= TASKS =
- A) Copy the section of the intelligence-gathering text that opens with the words containing "Preventative intelligence, however, requires" and closes with "career in intelligence.".
- B) Answer these questions from the intelligence-gathering text:
(i) What monitoring network is named as an example of a system for communications intercepts?
(ii) Among which groups was US intelligence very active in Afghanistan during the Soviet era?
(iii) According to the renegade intelligence officer, what share of his work involved the most boring tasks he had ever performed?

= PAGE TEXT =
===============

However, developing a network of native Pushto-speaking informants in Afghanistan itself should not have been an impossible task given the unpopularity of the regime amongst many ordinary Afghans and the desperate poverty of those sheltering in refugee camps in Pakistan and Iran. If this was not attempted by Western intelligence agencies - and the evidence certainly suggests that it wasn't - then one must ask why. US intelligence was very active in Afghanistan during the Soviet era, not least among the anti-Soviet mujahidin groups, which at that time included one Osama Bin Laden.

There has been considerable debate in the Western media over the shift from human intelligence-gathering to electronic and satellite methods. In part, such criticism is justified. The sheer volume of communications intercepts, even when using systems such as the Echelon monitoring network, make it far easier to gather information after an act of terror has taken place. This often involves little more than old-fashioned police techniques.

Preventative intelligence, however, requires significantly greater investment, most noticeably in terms of skilled personnel who are capable of interpreting material and deciding which of the many warnings received each day represent a real and credible threat. Contrary to popular fantasy, fuelled by the image portrayed in movies of the James Bond genre, a career in most Western intelligence services is not overly well paid and often involves tedious, routine analysis of low-level material. As one renegade intelligence officer observed, "Ninety per cent of the work I did involved probably the most boring tasks I have ever performed in my life." It is not hard to see why many able high-fliers wouldn't even consider a career in intelligence.

===============

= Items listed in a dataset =
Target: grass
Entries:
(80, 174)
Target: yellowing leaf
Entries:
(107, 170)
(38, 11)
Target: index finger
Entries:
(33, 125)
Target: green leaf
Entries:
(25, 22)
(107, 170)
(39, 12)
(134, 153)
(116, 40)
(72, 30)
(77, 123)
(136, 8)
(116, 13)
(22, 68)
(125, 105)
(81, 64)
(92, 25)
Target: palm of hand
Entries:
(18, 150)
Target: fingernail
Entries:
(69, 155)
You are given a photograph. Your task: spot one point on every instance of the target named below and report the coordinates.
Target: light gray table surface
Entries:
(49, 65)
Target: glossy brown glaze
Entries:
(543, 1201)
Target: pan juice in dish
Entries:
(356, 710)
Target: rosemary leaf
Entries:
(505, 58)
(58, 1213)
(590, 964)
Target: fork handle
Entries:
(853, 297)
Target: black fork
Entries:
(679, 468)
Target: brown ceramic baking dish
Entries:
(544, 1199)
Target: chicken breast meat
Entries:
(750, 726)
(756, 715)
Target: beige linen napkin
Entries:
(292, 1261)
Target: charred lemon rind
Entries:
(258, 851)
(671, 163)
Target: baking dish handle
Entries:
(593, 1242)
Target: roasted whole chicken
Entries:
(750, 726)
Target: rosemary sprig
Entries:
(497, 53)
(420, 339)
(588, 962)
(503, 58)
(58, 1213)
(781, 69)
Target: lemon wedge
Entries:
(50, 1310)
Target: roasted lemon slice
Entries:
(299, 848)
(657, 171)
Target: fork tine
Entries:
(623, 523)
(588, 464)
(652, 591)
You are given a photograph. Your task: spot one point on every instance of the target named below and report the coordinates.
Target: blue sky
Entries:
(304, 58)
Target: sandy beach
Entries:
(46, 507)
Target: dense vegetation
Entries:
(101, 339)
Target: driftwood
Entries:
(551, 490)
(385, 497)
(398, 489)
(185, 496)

===============

= RESPONSES PER TASK =
- A)
Preventative intelligence, however, requires significantly greater investment, most noticeably in terms of skilled personnel who are capable of interpreting material and deciding which of the many warnings received each day represent a real and credible threat. Contrary to popular fantasy, fuelled by the image portrayed in movies of the James Bond genre, a career in most Western intelligence services is not overly well paid and often involves tedious, routine analysis of low-level material. As one renegade intelligence officer observed, "Ninety per cent of the work I did involved probably the most boring tasks I have ever performed in my life." It is not hard to see why many able high-fliers wouldn't even consider a career in intelligence.

- B)
(i) The Echelon monitoring network.
(ii) The anti-Soviet mujahidin groups.
(iii) Ninety per cent.